## Data entries

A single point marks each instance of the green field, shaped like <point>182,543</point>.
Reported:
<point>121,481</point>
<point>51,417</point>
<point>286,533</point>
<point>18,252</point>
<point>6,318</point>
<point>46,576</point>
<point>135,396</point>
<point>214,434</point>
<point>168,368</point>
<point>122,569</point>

## Instructions to follow
Without leaving anything out, give the entries again exactly.

## Output of the task
A single point marks each instance of the green field, shaped like <point>182,543</point>.
Reported:
<point>121,481</point>
<point>51,417</point>
<point>286,533</point>
<point>18,252</point>
<point>6,318</point>
<point>46,576</point>
<point>135,396</point>
<point>214,434</point>
<point>168,368</point>
<point>122,569</point>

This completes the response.